(Try it)
With the line containing "Query: metal railing" as the first and the final line of the entries as the last, repeat exactly the lines in that span, including both.

[Source records]
[Start of section]
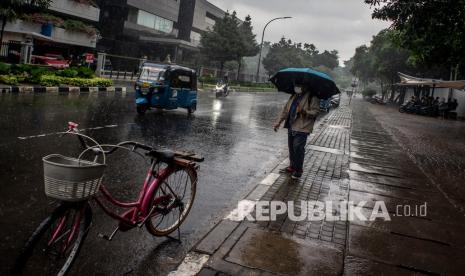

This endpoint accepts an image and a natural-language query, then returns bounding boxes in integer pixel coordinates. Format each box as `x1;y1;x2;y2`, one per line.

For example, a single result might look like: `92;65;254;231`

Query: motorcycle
331;94;340;108
214;82;229;98
367;96;386;105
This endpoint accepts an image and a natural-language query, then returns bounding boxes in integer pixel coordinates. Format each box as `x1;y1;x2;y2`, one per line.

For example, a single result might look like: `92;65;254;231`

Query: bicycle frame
47;159;176;253
93;160;176;228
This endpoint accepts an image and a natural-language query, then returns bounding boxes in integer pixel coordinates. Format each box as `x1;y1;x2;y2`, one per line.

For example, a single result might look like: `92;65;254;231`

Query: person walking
273;85;320;179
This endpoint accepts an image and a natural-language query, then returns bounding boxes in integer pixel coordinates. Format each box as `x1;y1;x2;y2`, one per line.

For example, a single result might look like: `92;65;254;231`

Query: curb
0;86;126;94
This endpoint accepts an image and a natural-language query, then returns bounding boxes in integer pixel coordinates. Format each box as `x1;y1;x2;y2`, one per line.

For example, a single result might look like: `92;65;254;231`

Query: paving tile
225;228;343;276
344;255;419;276
347;224;465;275
195;220;239;255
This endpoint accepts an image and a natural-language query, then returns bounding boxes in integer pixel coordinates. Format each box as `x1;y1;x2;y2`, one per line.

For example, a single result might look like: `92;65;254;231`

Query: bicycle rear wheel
145;165;197;236
12;203;92;276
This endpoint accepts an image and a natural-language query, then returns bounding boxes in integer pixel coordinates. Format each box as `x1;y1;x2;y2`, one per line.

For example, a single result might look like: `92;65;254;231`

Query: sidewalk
174;98;465;276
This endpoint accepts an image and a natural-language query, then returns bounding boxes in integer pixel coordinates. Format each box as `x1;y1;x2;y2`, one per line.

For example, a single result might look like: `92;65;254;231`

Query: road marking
260;172;280;186
168;252;209;276
17;124;119;140
224;199;256;221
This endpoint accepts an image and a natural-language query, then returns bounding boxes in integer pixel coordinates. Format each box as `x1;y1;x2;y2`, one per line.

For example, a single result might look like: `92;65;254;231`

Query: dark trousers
288;131;308;172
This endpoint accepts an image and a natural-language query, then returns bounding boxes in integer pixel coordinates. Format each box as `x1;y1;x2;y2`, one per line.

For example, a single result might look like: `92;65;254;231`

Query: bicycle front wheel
12;203;92;276
145;166;197;236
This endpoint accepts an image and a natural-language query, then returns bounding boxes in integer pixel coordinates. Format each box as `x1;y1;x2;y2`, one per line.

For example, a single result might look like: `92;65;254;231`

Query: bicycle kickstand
167;226;181;242
98;226;119;241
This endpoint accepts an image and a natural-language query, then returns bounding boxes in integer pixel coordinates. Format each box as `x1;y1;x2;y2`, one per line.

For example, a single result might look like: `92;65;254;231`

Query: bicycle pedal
98;233;111;241
98;226;119;241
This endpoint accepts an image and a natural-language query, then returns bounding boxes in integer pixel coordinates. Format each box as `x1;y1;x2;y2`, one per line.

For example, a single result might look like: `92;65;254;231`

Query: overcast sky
207;0;390;64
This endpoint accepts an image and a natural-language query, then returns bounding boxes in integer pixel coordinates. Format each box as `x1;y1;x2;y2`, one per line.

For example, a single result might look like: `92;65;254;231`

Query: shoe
291;171;303;180
279;167;295;174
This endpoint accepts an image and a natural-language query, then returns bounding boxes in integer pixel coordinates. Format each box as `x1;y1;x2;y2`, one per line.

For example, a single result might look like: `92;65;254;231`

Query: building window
190;31;201;44
205;16;216;28
137;10;173;34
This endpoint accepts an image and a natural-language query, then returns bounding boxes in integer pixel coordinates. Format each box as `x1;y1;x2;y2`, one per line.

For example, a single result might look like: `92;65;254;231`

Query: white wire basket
43;155;106;201
43;132;106;202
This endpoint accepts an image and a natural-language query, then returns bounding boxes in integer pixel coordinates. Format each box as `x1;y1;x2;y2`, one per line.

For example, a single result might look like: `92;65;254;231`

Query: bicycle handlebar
66;122;153;156
64;122;204;163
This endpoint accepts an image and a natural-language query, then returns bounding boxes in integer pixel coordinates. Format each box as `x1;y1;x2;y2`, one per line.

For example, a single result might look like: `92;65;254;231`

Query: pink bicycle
12;122;203;276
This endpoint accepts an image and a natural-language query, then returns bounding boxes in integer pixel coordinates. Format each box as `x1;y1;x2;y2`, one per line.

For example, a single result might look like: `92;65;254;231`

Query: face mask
295;86;303;94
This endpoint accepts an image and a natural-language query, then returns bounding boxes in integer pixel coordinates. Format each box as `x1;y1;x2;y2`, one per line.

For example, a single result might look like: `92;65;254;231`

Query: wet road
0;91;289;275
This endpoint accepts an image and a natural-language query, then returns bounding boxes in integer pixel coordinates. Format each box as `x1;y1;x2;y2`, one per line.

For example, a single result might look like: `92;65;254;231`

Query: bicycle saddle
148;149;175;162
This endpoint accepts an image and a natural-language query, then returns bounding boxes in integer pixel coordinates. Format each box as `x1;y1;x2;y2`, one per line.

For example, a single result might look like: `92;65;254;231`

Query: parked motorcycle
331;94;340;108
367;96;386;105
399;101;438;116
399;102;414;113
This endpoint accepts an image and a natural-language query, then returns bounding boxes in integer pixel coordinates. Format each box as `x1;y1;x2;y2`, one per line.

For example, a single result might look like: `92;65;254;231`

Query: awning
397;72;465;90
5;29;55;42
30;32;55;42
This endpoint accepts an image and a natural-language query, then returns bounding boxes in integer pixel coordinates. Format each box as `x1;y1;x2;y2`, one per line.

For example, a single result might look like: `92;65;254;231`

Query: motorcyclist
222;75;229;95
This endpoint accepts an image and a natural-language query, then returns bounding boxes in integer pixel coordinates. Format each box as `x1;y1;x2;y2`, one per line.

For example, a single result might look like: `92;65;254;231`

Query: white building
1;0;100;63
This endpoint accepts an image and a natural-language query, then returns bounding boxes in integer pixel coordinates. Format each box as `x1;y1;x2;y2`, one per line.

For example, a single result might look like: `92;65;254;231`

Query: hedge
39;75;113;87
0;62;110;87
0;75;19;85
362;88;377;98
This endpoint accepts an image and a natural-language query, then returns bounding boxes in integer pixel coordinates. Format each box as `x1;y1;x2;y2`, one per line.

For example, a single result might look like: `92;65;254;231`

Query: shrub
76;66;95;78
39;75;62;86
362;88;377;98
63;19;98;36
72;0;98;7
39;75;113;87
28;67;53;83
10;64;36;74
0;75;19;85
0;63;10;75
22;13;64;26
56;68;78;78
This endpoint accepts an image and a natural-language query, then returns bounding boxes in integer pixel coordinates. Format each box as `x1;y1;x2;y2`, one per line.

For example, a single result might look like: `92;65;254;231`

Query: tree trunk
236;59;242;82
380;81;384;99
389;79;396;102
219;61;224;78
454;64;459;80
0;16;7;44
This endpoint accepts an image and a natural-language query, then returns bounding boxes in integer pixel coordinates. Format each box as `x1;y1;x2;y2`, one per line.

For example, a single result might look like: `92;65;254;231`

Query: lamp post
255;16;292;82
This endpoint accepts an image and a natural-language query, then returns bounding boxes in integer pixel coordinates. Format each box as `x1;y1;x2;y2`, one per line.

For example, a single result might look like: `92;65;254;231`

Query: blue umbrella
270;68;340;99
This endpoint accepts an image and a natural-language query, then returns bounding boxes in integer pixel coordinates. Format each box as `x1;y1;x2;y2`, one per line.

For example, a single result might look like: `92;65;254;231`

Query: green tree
200;11;242;73
350;45;374;84
365;0;465;79
312;50;339;70
263;37;340;75
1;0;52;43
349;29;412;99
236;15;259;79
369;29;410;99
200;12;259;77
262;37;310;74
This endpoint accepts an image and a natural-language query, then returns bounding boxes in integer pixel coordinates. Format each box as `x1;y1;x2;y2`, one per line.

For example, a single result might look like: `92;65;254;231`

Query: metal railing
99;70;138;81
0;41;22;63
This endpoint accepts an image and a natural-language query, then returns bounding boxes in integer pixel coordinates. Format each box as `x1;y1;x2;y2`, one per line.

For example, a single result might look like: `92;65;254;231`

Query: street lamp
[End of section]
(Answer space)
Query: metal railing
99;70;138;81
0;41;22;63
This endpoint accepts an image and a natural-language query, then returns bounding boxes in integer pixel coordinates. Format each box as `x1;y1;x2;y2`, one per line.

For example, a single result might look like: `92;65;254;231`

Query: street lamp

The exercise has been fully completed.